Set out every line below as a numbered list, omitting any blank lines.

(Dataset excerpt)
---+---

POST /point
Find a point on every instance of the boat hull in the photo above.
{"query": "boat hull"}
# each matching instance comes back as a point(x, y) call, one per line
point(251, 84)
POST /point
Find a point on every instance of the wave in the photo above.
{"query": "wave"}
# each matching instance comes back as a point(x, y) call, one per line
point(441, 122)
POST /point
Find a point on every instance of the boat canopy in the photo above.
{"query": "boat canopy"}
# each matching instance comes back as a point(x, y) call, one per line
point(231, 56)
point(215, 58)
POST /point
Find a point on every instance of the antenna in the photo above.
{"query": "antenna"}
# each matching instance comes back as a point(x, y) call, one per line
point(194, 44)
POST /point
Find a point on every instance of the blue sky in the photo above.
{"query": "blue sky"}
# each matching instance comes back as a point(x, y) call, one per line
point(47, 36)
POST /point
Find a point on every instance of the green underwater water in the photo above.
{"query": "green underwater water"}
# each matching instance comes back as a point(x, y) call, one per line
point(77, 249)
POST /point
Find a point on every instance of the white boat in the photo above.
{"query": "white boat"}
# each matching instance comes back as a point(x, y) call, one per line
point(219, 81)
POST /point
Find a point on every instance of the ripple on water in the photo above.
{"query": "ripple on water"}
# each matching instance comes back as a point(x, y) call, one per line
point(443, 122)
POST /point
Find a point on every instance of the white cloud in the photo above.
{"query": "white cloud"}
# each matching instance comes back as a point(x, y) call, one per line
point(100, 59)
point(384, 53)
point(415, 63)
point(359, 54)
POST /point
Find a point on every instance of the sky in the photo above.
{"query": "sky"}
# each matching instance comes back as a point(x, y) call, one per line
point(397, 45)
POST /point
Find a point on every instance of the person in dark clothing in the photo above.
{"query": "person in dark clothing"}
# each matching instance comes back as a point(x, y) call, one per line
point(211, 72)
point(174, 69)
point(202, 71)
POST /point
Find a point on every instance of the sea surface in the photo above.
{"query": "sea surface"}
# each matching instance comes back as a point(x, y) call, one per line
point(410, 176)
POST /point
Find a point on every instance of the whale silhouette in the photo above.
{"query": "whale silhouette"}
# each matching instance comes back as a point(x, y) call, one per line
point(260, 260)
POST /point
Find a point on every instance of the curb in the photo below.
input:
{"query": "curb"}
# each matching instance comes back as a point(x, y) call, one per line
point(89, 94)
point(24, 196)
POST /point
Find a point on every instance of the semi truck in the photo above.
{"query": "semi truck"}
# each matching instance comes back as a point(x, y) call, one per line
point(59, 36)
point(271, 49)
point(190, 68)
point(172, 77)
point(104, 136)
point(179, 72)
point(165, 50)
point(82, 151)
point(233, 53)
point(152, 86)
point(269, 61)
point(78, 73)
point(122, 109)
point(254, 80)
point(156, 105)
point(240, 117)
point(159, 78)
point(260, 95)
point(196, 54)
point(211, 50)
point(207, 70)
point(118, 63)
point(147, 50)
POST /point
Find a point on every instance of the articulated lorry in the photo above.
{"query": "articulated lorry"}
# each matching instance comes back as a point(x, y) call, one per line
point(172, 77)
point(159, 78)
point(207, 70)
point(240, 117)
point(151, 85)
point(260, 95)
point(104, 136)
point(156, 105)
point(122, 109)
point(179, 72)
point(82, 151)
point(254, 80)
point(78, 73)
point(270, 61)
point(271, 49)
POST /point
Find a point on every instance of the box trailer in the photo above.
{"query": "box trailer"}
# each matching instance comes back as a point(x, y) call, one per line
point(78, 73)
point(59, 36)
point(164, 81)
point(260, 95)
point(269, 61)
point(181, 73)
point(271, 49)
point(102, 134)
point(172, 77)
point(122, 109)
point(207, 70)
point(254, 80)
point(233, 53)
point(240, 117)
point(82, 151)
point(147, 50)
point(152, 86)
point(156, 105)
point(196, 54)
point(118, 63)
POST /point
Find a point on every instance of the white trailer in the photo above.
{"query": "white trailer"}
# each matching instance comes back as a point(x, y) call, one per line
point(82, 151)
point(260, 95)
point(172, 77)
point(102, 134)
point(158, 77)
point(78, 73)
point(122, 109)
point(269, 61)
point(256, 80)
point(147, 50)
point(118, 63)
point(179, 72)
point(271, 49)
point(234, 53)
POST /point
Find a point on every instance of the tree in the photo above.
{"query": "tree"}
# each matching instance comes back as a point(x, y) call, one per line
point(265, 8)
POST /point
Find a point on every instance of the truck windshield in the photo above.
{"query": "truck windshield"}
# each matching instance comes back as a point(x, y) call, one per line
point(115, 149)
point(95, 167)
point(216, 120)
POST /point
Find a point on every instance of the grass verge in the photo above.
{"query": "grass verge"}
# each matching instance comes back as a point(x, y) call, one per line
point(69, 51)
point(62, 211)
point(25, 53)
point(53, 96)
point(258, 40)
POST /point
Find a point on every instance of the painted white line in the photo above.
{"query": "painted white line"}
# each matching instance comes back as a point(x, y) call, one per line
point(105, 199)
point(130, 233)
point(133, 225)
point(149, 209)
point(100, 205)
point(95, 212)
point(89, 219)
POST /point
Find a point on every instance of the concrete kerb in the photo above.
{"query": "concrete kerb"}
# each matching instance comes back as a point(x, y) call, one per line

---+---

◆ Problem solution ◆
1. POST /point
2. Find a point on every instance of the boat hull in the photo above.
3. {"query": "boat hull"}
4. # each matching instance comes back as a point(x, y) call, one per line
5. point(251, 84)
6. POST /point
7. Find a point on every instance of the wave in the photo above.
8. {"query": "wave"}
9. # each matching instance comes back as a point(x, y) call, one per line
10. point(441, 122)
11. POST /point
12. Find a point on every instance of the boat canopy in the photo above.
13. {"query": "boat canopy"}
14. # each matching instance comes back as a point(x, y) call, one per line
15. point(231, 56)
16. point(215, 58)
17. POST /point
18. Find a point on every instance of the antenna in the photo above.
19. {"query": "antenna"}
20. # each matching instance comes back as a point(x, y) call, one per line
21. point(194, 44)
22. POST /point
23. Find a point on every instance of the blue sky in the photo above.
24. {"query": "blue sky"}
25. # each matching instance comes back as a point(x, y) call, one per line
26. point(47, 36)
27. POST /point
28. Find a point on every instance of the green underwater water in the photo above.
29. {"query": "green underwater water"}
30. # each matching instance comes back as a point(x, y) call, one per line
31. point(77, 249)
32. POST /point
33. Find a point on every instance of the white boat in the photo above.
34. {"query": "white boat"}
35. # each matching instance comes back as a point(x, y) call, one per line
36. point(219, 81)
37. POST /point
38. Find a point on every instance of the ripple on water in the photo above.
39. {"query": "ripple on water"}
40. # each matching instance comes back as a point(x, y) call, one per line
41. point(443, 122)
42. POST /point
43. Find a point on every instance of the white cloud in the photo above.
44. {"query": "white cloud"}
45. # each matching instance comes back as a point(x, y) call, one per line
46. point(100, 59)
47. point(384, 53)
48. point(415, 63)
49. point(359, 54)
50. POST /point
51. Find a point on every instance of the sky in the photo above.
52. {"query": "sky"}
53. # each matching instance comes back as a point(x, y) call, one per line
54. point(397, 45)
55. POST /point
56. Find a point on every instance of the person in dark clothing in the photo above.
57. {"query": "person in dark clothing"}
58. # each matching instance comes back as a point(x, y) call, one per line
59. point(211, 72)
60. point(174, 69)
61. point(202, 71)
62. POST /point
63. Find a point on every instance of the sea surface in the photo above.
64. {"query": "sea surface"}
65. # each matching instance comes back as a point(x, y) call, one per line
66. point(410, 176)
67. POST /point
68. Find a point on every instance of the whale silhouette in the photo above.
69. {"query": "whale silhouette"}
70. # each matching instance comes back as a point(x, y) call, one per line
71. point(260, 260)
72. POST /point
73. Find a point on every instance of the curb in the photo below.
74. input:
75. {"query": "curb"}
76. # each matching instance comes back as a point(x, y) call, one per line
77. point(89, 94)
78. point(24, 196)
79. POST /point
80. Find a point on every instance of the semi truck in the photo above.
81. {"query": "semi truck"}
82. # each matching instance comes back as a point(x, y) call, one per line
83. point(59, 36)
84. point(271, 49)
85. point(190, 68)
86. point(172, 77)
87. point(104, 136)
88. point(179, 72)
89. point(165, 50)
90. point(82, 151)
91. point(233, 53)
92. point(152, 86)
93. point(269, 61)
94. point(78, 73)
95. point(122, 109)
96. point(254, 80)
97. point(156, 105)
98. point(240, 117)
99. point(159, 78)
100. point(260, 95)
101. point(196, 54)
102. point(211, 50)
103. point(207, 70)
104. point(118, 63)
105. point(147, 50)
106. POST /point
107. Find a point on every instance of the articulated lorry in the photo above.
108. {"query": "articulated lorry"}
109. # each matching instance comes back as a point(x, y) call, one per line
110. point(172, 77)
111. point(159, 78)
112. point(207, 70)
113. point(240, 117)
114. point(151, 85)
115. point(260, 95)
116. point(104, 136)
117. point(156, 105)
118. point(122, 109)
119. point(179, 72)
120. point(82, 151)
121. point(254, 80)
122. point(78, 73)
123. point(270, 61)
124. point(271, 49)
125. POST /point
126. Find a point on every instance of the box trailer in the photo above.
127. {"query": "box trailer"}
128. # each matching instance comes back as a point(x, y) call, one per line
129. point(78, 73)
130. point(59, 36)
131. point(164, 81)
132. point(260, 95)
133. point(269, 61)
134. point(181, 73)
135. point(271, 49)
136. point(102, 134)
137. point(172, 77)
138. point(122, 109)
139. point(207, 70)
140. point(254, 80)
141. point(233, 53)
142. point(240, 117)
143. point(82, 151)
144. point(147, 50)
145. point(152, 86)
146. point(156, 105)
147. point(196, 54)
148. point(118, 63)
149. POST /point
150. Find a point on every instance of the white trailer in the photo above.
151. {"query": "white trailer"}
152. # each matching instance comes back as a point(x, y) call, one per line
153. point(82, 151)
154. point(260, 95)
155. point(172, 77)
156. point(102, 134)
157. point(158, 77)
158. point(78, 73)
159. point(122, 109)
160. point(269, 61)
161. point(256, 80)
162. point(147, 50)
163. point(118, 63)
164. point(179, 72)
165. point(271, 49)
166. point(234, 53)
167. POST /point
168. Find a point on every instance of the tree in the photo above.
169. {"query": "tree"}
170. # each matching instance comes back as a point(x, y) call, one per line
171. point(265, 8)
172. POST /point
173. Find a point on every instance of the truck windshield in the photo above.
174. {"query": "truck windshield"}
175. # each matching instance comes back as a point(x, y) call, one per line
176. point(115, 149)
177. point(95, 167)
178. point(216, 120)
179. POST /point
180. Find a point on every instance of the grass verge in the photo above.
181. {"query": "grass verge"}
182. # each matching instance comes back as a point(x, y) call, one per line
183. point(69, 51)
184. point(62, 211)
185. point(25, 53)
186. point(53, 96)
187. point(258, 40)
188. POST /point
189. Find a point on every instance of the painted white line in the photo above.
190. {"query": "painted white line"}
191. # each matching instance comes back as a point(x, y) call, one per line
192. point(105, 199)
193. point(130, 233)
194. point(133, 225)
195. point(149, 209)
196. point(100, 205)
197. point(95, 212)
198. point(89, 219)
199. POST /point
200. Find a point on every instance of the concrete kerb in the photo above.
201. {"query": "concrete kerb"}
202. # each matching instance comes back as a point(x, y) call, one per line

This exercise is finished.